→ ЗАДАНИЕ A
Найдите в листинге все строки со словом «gate» и перепишите их. Регистр букв учитывается.

→ ОТРЫВОК СО СТРАНИЦЫ

>>>>

После госпиталя Самойлов вернулся на фронт и стал разведчиком. В частях 1-го Белорусского фронта освобождал Польшу, Германию; окончил войну в Берлине. В поэме «Ближние страны. Записки в стихах» (1954–1959) Самойлов подвел итог важнейшего этапа биографии своего поколения: «Отмахало мое поколенье / Годы странствий и годы ученья.../ Да, испита до дна круговая, / Хмелем юности полная чаша. / Отгремела война мировая – / Наша, кровная, злая, вторая. / Ну а третья уж будет не наша!..»
В годы войны Самойлов не писал стихов – за исключением поэтической сатиры на Гитлера и стихотворений про удачливого солдата Фому Смыслова, которые он сочинял для гарнизонной газеты и подписывал «Семен Шило». Первое послевоенное произведение «Стихи о новом городе» было опубликовано в 1948 в журнале «Знамя». Самойлов считал необходимым, чтобы впечатления жизни «отстоялись» в его душе, прежде чем воплотиться в поэзии. Регулярные публикации его стихов в периодической печати начались в 1955. До этого Самойлов работал как профессиональный переводчик поэзии и как сценарист на радио.

<<<<

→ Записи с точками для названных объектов
>>>>

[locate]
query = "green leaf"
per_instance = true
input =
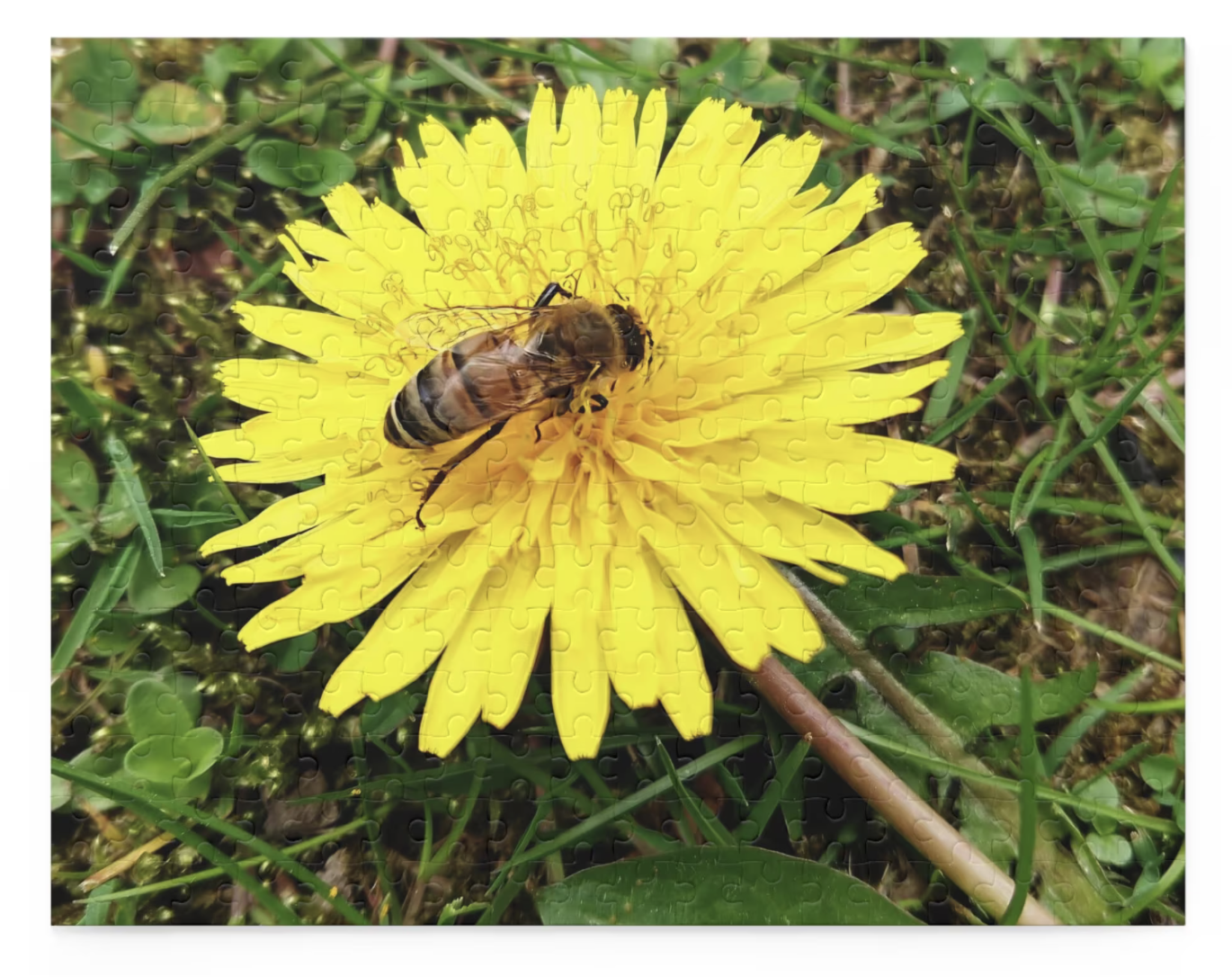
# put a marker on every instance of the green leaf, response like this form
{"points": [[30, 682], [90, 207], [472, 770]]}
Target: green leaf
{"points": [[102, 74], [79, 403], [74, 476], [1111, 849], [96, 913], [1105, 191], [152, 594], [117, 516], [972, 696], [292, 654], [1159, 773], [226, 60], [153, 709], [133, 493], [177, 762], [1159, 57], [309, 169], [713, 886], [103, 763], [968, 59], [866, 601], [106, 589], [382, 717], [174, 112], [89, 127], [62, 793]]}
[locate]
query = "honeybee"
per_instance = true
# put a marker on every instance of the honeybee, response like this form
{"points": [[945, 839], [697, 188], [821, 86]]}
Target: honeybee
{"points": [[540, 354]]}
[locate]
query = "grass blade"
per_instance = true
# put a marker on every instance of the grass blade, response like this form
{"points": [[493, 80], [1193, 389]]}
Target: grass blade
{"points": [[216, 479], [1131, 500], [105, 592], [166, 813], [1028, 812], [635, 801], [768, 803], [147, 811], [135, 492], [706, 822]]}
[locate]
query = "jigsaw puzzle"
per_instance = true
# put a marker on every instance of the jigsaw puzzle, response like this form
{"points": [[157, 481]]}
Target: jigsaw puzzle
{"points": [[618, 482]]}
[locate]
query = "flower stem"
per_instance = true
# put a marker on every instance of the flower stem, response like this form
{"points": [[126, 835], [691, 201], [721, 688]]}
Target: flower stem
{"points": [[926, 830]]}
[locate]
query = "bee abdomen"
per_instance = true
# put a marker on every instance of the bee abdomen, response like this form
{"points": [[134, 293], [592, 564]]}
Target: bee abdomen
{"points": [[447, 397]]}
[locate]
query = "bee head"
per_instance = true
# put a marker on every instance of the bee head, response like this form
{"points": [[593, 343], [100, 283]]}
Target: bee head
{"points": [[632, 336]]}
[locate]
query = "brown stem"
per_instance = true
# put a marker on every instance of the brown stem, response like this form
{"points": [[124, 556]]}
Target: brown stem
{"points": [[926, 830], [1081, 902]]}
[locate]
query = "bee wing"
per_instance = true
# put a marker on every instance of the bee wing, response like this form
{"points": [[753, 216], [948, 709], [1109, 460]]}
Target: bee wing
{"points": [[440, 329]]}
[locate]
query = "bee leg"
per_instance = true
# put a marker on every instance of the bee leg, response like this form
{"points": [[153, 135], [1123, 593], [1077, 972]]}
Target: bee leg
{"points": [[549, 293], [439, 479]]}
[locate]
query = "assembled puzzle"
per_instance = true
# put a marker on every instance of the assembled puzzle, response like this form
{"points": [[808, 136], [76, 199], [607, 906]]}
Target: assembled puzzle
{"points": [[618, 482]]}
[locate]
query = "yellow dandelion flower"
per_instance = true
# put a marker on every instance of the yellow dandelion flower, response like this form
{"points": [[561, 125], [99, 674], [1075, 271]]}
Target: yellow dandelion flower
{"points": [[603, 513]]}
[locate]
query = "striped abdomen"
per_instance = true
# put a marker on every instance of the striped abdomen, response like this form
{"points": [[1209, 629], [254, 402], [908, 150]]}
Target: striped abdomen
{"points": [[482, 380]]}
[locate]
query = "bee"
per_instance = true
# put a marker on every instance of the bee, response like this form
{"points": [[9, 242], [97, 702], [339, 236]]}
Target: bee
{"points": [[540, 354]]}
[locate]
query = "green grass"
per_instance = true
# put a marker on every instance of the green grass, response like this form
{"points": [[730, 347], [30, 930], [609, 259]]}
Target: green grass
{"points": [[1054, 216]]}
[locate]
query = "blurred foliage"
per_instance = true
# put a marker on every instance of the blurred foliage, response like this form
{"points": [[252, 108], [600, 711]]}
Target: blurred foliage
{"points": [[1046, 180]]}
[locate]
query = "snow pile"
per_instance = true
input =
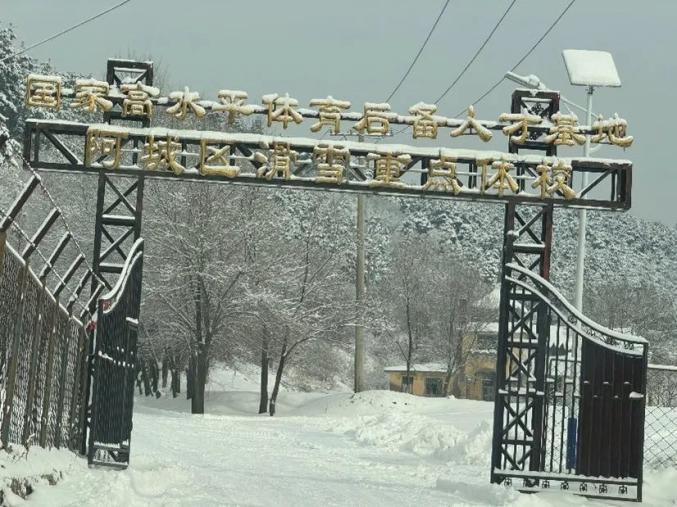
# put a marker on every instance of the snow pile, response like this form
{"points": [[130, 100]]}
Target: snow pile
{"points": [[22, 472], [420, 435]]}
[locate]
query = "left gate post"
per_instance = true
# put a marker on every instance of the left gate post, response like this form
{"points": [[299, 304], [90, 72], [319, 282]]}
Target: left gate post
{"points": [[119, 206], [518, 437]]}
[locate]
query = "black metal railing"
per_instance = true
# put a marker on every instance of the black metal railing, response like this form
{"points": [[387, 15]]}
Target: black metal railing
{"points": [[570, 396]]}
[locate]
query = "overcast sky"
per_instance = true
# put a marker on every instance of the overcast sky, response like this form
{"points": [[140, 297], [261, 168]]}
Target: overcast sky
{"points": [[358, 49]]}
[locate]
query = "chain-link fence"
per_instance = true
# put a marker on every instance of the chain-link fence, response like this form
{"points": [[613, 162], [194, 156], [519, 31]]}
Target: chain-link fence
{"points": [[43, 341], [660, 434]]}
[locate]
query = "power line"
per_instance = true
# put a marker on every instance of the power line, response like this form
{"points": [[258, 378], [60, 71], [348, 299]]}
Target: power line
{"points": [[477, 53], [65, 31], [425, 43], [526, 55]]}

<<<<
>>>>

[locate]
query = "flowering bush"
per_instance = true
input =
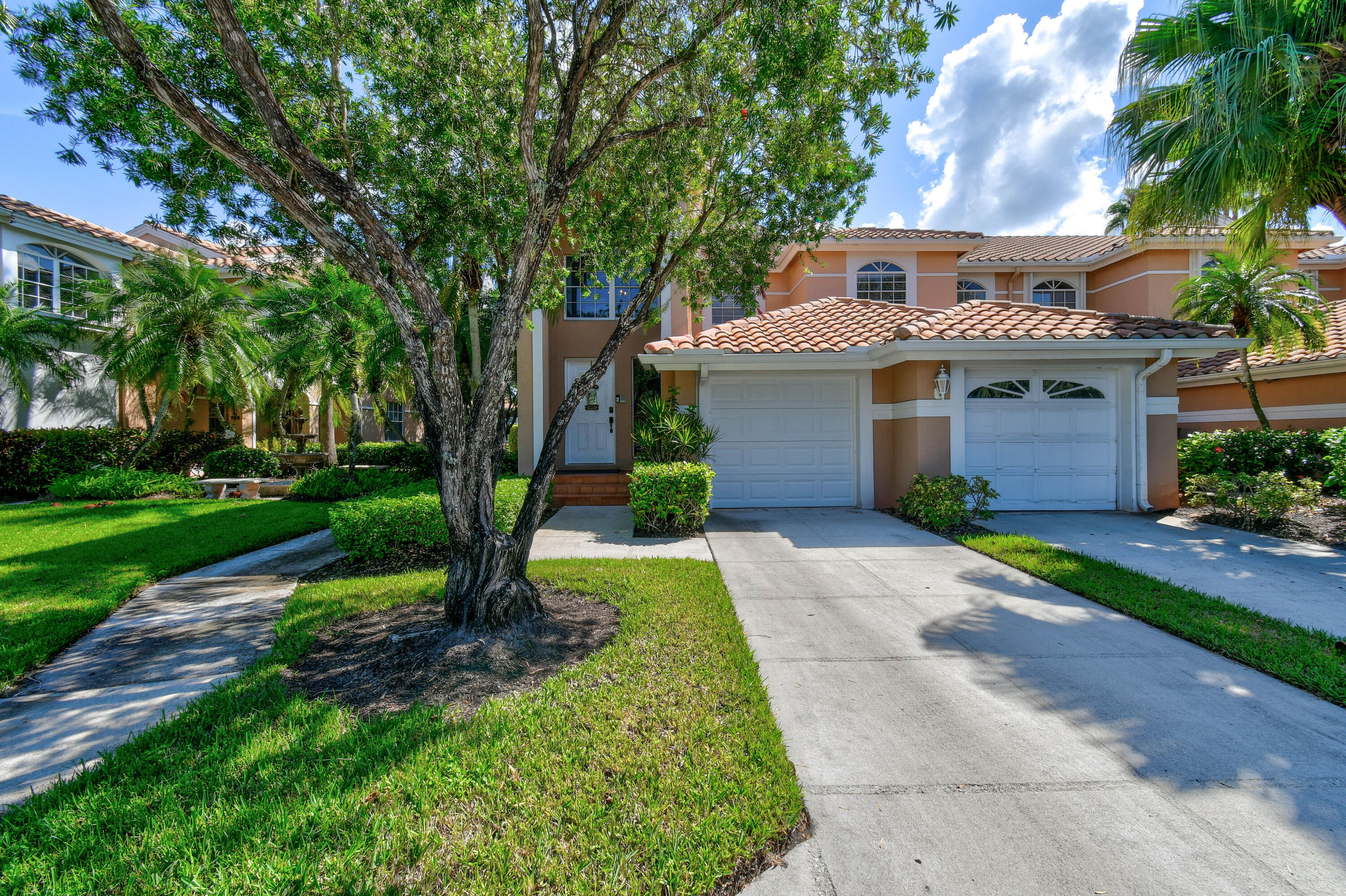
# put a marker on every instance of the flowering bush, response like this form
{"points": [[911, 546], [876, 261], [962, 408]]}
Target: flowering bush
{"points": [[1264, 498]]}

<<<<

→ ЗАДАНИЕ B
Ответьте по отрывку о Самойлове:
(i) В каком городе Самойлов окончил войну?
(ii) Какой подписью он подписывал стихи для гарнизонной газеты?
(iii) С какого года начались регулярные публикации его стихов в периодической печати?

→ ОЖИДАЕМЫЙ ОТВЕТ A
query = "left gate post"
# put a marker on every instance of the left gate post, response like this form
Target: left gate post

→ ОЖИДАЕМЫЙ ОТВЕТ B
(i) В Берлине.
(ii) «Семен Шило».
(iii) С 1955 года.